Exercise text Start Marker

CASA/GAL
Role in the System
CASAs and GALs are presented as “the child’s voice,” but in practice they serve the court and agency more than the family. CASA volunteers get a few hours of training, then step into hearings giving testimony that judges weigh like expert opinion. GALs are usually attorneys, but many have little child welfare expertise and rely heavily on the same CPS files already coded against you. Together, they tilt outcomes toward removal and TPR while posing as neutral advocates.
Core Functions
Meet briefly with the child; sometimes with foster or biological parents.
File “best interest” reports treated like expert analysis.
Testify in hearings and influence placement, visitation, and permanency rulings.
Use code language (“lacks insight,” “defensive,” “poor compliance”) that triggers lower parenting scores and feeds the risk models.
Reinforce agency narratives under the cover of “objectivity.”
Education
CASA: Minimal training (30–40 hours), no degree required. Yet they hold sway in court over family bonds and parental rights.
GAL: Licensed attorneys, but child welfare experience varies. Many have overloaded caseloads and recycle CPS paperwork into their reports.

Exercise text End Marker

Problems to solve:
[A] Answer these questions about the CASA/GAL text:
(i) What degree does the text say a CASA volunteer needs?
(ii) What are GALs usually, according to the text?
(iii) Which three phrases does the text give as examples of code language?
[B] Repeat the CASA/GAL text word for word from "Testify in hearings" to "the risk models.".

Source information Start Marker

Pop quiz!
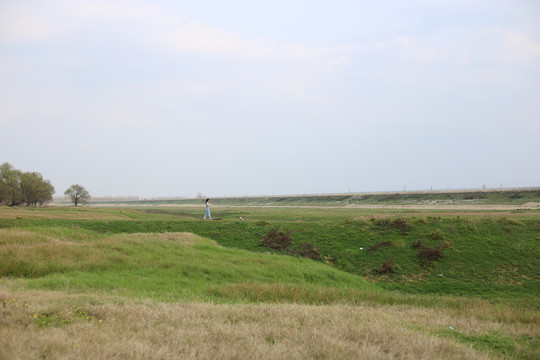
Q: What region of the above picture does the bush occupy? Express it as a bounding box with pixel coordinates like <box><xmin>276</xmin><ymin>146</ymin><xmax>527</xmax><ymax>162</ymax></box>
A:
<box><xmin>413</xmin><ymin>241</ymin><xmax>448</xmax><ymax>266</ymax></box>
<box><xmin>366</xmin><ymin>241</ymin><xmax>394</xmax><ymax>252</ymax></box>
<box><xmin>375</xmin><ymin>258</ymin><xmax>399</xmax><ymax>275</ymax></box>
<box><xmin>260</xmin><ymin>229</ymin><xmax>292</xmax><ymax>251</ymax></box>
<box><xmin>429</xmin><ymin>229</ymin><xmax>444</xmax><ymax>240</ymax></box>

Source information End Marker

Solutions in order:
[A]
(i) None; no degree is required.
(ii) Attorneys.
(iii) "lacks insight," "defensive," and "poor compliance"

[B]
Testify in hearings and influence placement, visitation, and permanency rulings.
Use code language (“lacks insight,” “defensive,” “poor compliance”) that triggers lower parenting scores and feeds the risk models.